### Text provided

Personal information
- Full name: Veniamin Anatolyevich Mandrykin
- Date of birth: 30 August 1981
- Place of birth: Orenburg, Russian SFSR, USSR
- Date of death: 6 August 2023 (aged 41)
- Place of death: Moscow, Russia
- Height: 1.88 m (6 ft 2 in)
- Position: Goalkeeper

Youth career
- Alania Vladikavkaz

Senior career*
- Years: Team / Apps / (Gls)
- 1998–2002: Alania Vladikavkaz / 46 / (0)
- 2002–2010: CSKA Moscow / 69 / (0)
- 2008: → Tom Tomsk (loan) / 21 / (0)
- 2009: → FC Rostov (loan) / 10 / (0)
- 2010: → Spartak Nalchik (loan) / 0 / (0)
- 2010: → Dynamo-Bryansk (loan) / 12 / (0)

International career
- 2000–2002: Russia U21 / 11 / (0)
- 2003: Russia / 2 / (0)

= Veniamin Mandrykin =

Russian footballer (1981–2023)

Veniamin Anatolyevich Mandrykin (Вениамин Анатольевич Мандрыкин; 30 August 1981 – 6 August 2023) was a Russian professional footballer who played as a goalkeeper.

==Club career==
Mandrykin trained at the youth academy at Alania Vladikavkaz and in 1997 turned professional aged seventeen.

In 1998, he made his Russian Premier League debut and made 46 first-team appearances for Alania Vladikavkaz over the next three years before joining CSKA Moscow in 2002.

Mandrykin played for Spartak Nalchik in the Russian Cup.

==Injury==
On 10 November 2010, he crashed his Porsche Cayenne SUV into a tree after trying to get away from a traffic police car in a high-speed chase. He suffered spinal fracture and injuries to his spinal cord. Two passengers in his car (two women, aged 19 and 20) received less serious injuries, breaking bones. Two of his Dynamo-Bryansk teammates who were also in the car, Maksim Fyodorov and Marat Magkeyev, received very minor injuries.

On 21 December 2010, he was charged with drunk driving leading to injuries in connection with the incident and faced up to 3 years of imprisonment.

As of July 2017, his legs were paralyzed and his hands had very minimal movement with no expectation of further recovery. Crash-related criminal charges were dropped by agreement with other people who were injured as passengers in his car.

==International career==
Mandrykin represented the Russia national team at various youth divisions, playing in the 1998 UEFA European Under-18 Championship, and won 12 caps at the under-21 level.

Mandrykin made his first appearance for the Russia senior national team in February 2003 when Russia played Cyprus.

==Death==
Veniamin Mandrykin died in Moscow on 6 August 2023, at the age of 41 due to complications of a heart attack.

### Required work
Answer these questions from the text on Veniamin Mandrykin:
(a) What vehicle did he crash into a tree on 10 November 2010?
(b) Which opponent did Russia face when he made his first senior national team appearance?
(c) What caused his death?

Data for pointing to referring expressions

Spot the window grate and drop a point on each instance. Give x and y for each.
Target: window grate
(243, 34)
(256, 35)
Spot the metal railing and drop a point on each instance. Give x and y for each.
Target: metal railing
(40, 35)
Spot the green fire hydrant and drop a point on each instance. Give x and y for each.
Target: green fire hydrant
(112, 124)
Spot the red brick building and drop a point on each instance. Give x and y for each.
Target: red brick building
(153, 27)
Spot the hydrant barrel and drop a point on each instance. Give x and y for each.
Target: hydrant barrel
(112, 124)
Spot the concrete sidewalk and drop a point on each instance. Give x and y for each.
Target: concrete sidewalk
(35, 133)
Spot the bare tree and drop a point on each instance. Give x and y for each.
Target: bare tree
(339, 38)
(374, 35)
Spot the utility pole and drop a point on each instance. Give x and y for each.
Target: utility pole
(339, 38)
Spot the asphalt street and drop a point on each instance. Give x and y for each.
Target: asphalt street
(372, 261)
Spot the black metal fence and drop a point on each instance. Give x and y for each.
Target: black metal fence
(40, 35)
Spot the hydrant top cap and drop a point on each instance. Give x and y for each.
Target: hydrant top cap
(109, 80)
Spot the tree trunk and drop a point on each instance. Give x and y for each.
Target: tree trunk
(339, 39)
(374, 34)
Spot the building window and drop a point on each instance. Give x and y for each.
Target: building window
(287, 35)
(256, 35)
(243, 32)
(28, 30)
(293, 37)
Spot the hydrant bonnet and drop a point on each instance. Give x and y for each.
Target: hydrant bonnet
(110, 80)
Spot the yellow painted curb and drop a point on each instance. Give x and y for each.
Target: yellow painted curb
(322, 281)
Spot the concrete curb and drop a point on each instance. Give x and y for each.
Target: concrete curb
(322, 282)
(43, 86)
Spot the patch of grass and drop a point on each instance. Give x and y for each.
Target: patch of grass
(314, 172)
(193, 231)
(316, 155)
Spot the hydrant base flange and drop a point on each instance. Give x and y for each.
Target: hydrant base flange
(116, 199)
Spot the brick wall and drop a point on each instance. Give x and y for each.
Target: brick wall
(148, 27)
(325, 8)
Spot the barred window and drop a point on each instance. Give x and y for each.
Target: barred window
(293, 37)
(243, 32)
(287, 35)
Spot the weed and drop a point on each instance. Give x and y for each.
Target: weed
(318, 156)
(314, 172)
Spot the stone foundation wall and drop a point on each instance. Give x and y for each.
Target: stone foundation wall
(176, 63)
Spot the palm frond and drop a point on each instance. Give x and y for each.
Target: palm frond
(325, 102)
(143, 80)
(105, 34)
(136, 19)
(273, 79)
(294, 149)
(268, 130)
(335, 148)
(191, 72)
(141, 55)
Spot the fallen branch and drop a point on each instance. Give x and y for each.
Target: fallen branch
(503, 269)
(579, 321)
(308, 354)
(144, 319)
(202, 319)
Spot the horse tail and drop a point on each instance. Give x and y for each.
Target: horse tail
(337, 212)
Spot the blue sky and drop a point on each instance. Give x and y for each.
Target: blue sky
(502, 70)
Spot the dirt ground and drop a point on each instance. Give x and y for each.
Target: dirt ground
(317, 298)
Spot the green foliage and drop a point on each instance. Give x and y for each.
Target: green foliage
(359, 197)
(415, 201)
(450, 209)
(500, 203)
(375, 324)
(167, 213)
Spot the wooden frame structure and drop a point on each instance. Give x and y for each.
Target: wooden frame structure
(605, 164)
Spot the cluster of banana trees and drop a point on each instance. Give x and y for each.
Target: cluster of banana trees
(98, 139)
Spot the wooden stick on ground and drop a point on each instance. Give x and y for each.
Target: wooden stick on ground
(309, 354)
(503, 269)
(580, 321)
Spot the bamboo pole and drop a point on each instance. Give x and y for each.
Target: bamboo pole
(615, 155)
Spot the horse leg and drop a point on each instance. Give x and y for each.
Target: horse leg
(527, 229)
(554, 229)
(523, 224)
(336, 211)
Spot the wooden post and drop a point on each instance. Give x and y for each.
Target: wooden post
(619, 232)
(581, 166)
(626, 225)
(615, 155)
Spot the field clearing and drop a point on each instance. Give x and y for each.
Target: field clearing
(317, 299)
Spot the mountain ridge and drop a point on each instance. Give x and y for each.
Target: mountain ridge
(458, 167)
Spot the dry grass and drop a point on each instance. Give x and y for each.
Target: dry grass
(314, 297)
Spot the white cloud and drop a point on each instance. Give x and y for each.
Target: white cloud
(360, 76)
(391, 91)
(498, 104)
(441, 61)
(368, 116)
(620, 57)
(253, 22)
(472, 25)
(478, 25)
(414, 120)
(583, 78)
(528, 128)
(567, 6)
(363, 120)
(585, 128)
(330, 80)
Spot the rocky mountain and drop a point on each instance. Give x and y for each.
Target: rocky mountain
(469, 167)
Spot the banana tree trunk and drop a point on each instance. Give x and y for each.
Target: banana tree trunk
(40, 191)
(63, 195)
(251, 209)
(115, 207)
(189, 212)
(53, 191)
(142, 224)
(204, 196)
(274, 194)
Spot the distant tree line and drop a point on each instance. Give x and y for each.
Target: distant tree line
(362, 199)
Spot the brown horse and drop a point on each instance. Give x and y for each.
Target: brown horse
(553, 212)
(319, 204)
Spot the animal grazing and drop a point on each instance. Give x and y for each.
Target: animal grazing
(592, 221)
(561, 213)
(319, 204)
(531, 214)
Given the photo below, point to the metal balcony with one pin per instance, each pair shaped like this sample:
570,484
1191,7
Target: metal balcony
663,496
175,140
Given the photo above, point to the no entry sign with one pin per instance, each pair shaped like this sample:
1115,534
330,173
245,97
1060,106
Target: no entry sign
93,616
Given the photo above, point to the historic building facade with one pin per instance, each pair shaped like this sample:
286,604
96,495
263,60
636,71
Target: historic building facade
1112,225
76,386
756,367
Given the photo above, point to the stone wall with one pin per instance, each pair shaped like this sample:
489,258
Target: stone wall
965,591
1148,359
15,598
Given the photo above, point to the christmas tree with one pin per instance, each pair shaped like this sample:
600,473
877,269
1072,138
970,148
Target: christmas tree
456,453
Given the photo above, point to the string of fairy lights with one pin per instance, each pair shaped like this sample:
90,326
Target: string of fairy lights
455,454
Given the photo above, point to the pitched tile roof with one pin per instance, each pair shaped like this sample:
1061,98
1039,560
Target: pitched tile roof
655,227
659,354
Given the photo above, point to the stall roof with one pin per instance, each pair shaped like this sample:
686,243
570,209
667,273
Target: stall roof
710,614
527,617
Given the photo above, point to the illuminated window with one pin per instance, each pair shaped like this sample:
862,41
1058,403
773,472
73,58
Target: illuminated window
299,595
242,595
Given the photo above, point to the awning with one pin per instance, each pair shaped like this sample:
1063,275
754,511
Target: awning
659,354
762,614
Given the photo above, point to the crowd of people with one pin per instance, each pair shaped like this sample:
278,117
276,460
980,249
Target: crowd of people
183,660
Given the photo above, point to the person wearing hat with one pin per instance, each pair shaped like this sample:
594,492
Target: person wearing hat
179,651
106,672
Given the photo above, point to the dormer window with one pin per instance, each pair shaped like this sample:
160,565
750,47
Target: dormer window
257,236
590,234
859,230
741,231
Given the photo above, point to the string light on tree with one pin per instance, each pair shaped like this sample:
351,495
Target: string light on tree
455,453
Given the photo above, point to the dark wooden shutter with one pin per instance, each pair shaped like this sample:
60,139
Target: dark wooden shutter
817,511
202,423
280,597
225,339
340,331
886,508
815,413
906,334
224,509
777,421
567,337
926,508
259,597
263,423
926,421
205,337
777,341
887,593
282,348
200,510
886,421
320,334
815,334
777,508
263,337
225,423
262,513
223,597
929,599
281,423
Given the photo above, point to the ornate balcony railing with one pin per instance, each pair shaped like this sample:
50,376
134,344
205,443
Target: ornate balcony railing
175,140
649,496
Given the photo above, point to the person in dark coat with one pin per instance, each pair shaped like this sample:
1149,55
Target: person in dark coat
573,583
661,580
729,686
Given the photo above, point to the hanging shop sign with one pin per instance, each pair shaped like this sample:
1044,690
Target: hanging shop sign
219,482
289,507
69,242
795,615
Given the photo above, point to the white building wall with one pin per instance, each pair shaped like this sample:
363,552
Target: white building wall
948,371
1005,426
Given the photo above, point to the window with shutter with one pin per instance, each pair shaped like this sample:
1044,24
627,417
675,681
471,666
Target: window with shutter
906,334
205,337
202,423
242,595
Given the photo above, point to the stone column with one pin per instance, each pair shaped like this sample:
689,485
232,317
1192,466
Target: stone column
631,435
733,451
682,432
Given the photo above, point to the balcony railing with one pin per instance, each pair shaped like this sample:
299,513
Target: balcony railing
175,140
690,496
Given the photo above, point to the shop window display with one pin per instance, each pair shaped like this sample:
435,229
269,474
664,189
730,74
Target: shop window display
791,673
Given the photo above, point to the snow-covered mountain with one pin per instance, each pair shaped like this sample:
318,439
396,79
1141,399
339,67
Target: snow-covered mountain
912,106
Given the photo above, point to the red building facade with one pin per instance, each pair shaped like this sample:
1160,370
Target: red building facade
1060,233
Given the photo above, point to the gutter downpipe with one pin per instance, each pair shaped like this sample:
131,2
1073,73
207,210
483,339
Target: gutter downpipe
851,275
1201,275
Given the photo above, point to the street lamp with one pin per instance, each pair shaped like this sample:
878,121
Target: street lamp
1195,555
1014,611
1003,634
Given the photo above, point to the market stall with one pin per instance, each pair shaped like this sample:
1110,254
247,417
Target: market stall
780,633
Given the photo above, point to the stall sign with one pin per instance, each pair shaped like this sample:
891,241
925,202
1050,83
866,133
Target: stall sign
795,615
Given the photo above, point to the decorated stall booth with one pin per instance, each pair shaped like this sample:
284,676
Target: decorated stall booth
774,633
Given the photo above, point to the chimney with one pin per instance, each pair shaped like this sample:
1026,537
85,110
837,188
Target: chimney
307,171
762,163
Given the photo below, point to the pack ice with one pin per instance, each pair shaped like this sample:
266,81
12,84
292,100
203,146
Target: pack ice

### Solution to this exercise
(a) A Porsche Cayenne SUV.
(b) Cyprus.
(c) Complications of a heart attack.